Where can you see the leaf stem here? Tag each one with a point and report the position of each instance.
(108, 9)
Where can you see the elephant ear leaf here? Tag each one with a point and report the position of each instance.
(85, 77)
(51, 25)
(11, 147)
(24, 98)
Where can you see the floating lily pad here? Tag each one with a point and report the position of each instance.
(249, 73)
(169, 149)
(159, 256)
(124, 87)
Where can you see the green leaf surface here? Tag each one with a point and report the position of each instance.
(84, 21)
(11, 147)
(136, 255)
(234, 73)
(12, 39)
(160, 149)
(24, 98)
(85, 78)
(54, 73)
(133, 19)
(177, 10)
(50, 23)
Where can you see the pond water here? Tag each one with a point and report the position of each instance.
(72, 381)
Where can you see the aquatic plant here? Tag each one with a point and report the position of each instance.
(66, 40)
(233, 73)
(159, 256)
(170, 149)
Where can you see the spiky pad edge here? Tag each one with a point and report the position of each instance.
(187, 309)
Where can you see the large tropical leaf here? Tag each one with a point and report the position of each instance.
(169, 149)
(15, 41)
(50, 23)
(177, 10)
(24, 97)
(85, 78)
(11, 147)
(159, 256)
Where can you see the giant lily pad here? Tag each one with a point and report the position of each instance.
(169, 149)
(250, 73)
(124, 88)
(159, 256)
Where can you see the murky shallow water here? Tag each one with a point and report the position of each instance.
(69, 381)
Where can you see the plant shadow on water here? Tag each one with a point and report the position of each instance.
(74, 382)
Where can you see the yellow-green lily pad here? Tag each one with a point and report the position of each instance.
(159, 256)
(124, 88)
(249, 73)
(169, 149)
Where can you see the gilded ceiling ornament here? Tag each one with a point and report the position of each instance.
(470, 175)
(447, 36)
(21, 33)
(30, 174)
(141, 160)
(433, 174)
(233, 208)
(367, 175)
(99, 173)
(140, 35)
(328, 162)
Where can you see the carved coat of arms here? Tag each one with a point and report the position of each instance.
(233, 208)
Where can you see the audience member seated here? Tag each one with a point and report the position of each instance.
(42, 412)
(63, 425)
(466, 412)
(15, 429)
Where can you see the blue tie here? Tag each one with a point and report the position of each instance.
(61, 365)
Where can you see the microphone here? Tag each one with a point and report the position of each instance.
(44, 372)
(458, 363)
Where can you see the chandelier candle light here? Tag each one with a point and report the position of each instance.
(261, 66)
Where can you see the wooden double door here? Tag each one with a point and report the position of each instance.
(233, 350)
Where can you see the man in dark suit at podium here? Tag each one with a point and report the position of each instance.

══════════════════════════════

Required task →
Rewrite all of the material above, replacing every "lily pad" with "water lily leaf" and leaving everything else unchanged.

Exercise response →
Where can you see the leaf stem here? Tag each one with a point and report the position of each instance.
(108, 9)
Where can you see the elephant ear leaf here? Tag each one with a point and report the position of each instance.
(85, 77)
(51, 25)
(11, 147)
(24, 98)
Where can you see the floating water lily leaf here? Tag each one with a point and report the position of each instance.
(249, 73)
(169, 149)
(159, 256)
(124, 87)
Where can you see the green leaf surface here? Tag each one with a point and report the position of each instance.
(84, 21)
(11, 147)
(136, 255)
(234, 73)
(12, 39)
(160, 149)
(24, 98)
(85, 78)
(54, 73)
(133, 19)
(177, 10)
(50, 23)
Where can you see the pond water here? Tag each one with a point and report the position of each instance.
(72, 381)
Where can you see the aquatic plant here? Tag each one with a point and report the position of each instance.
(66, 40)
(233, 73)
(159, 256)
(170, 149)
Where can you see the spiky pad edge here? Tag each one with a point and report the position of each instance.
(187, 309)
Where can you see the large tropical leaf here? Tag each one with a point and report the position of each instance.
(169, 149)
(15, 41)
(50, 23)
(177, 10)
(24, 97)
(85, 78)
(11, 147)
(159, 256)
Where can you see the giant water lily leaf here? Tag each one with a point and report the position of each instance.
(169, 149)
(250, 73)
(124, 88)
(159, 256)
Where can you see the murky shallow water here? Tag each one with a point and report the position of each instance.
(69, 381)
Where can you see the plant shadow on water here? Tag each one with a point and report the position of each instance.
(74, 382)
Where can you see the yellow-green water lily leaf here? Tag each one with a point and report the position of each instance.
(159, 256)
(124, 88)
(249, 73)
(169, 149)
Where can you see the gilded ceiling ornament here? Tag each one with a point and report the position of each instance.
(470, 175)
(447, 36)
(21, 33)
(30, 174)
(141, 160)
(433, 174)
(233, 208)
(367, 175)
(99, 173)
(140, 35)
(328, 162)
Where can you see the carved coat of arms here? Tag each one with a point and report the position of each instance.
(233, 208)
Where can you see the audience member seated here? Tag each one with a point and report the position of each instance.
(42, 412)
(63, 425)
(466, 412)
(15, 429)
Where can you see the blue tie here? Tag each one with a point and report the position of each instance.
(61, 365)
Where can you see the microphone here? Tag each one with a point and report the position of each instance.
(44, 372)
(458, 363)
Where can you see the chandelier candle light here? Tag each one with a point and report the position of each instance.
(261, 66)
Where can you see the wooden double door here? Tag each one with a point and report the position of each instance.
(233, 350)
Where can you see the man in dark suit at podium here? Tag each one with a point and report the position of each instance.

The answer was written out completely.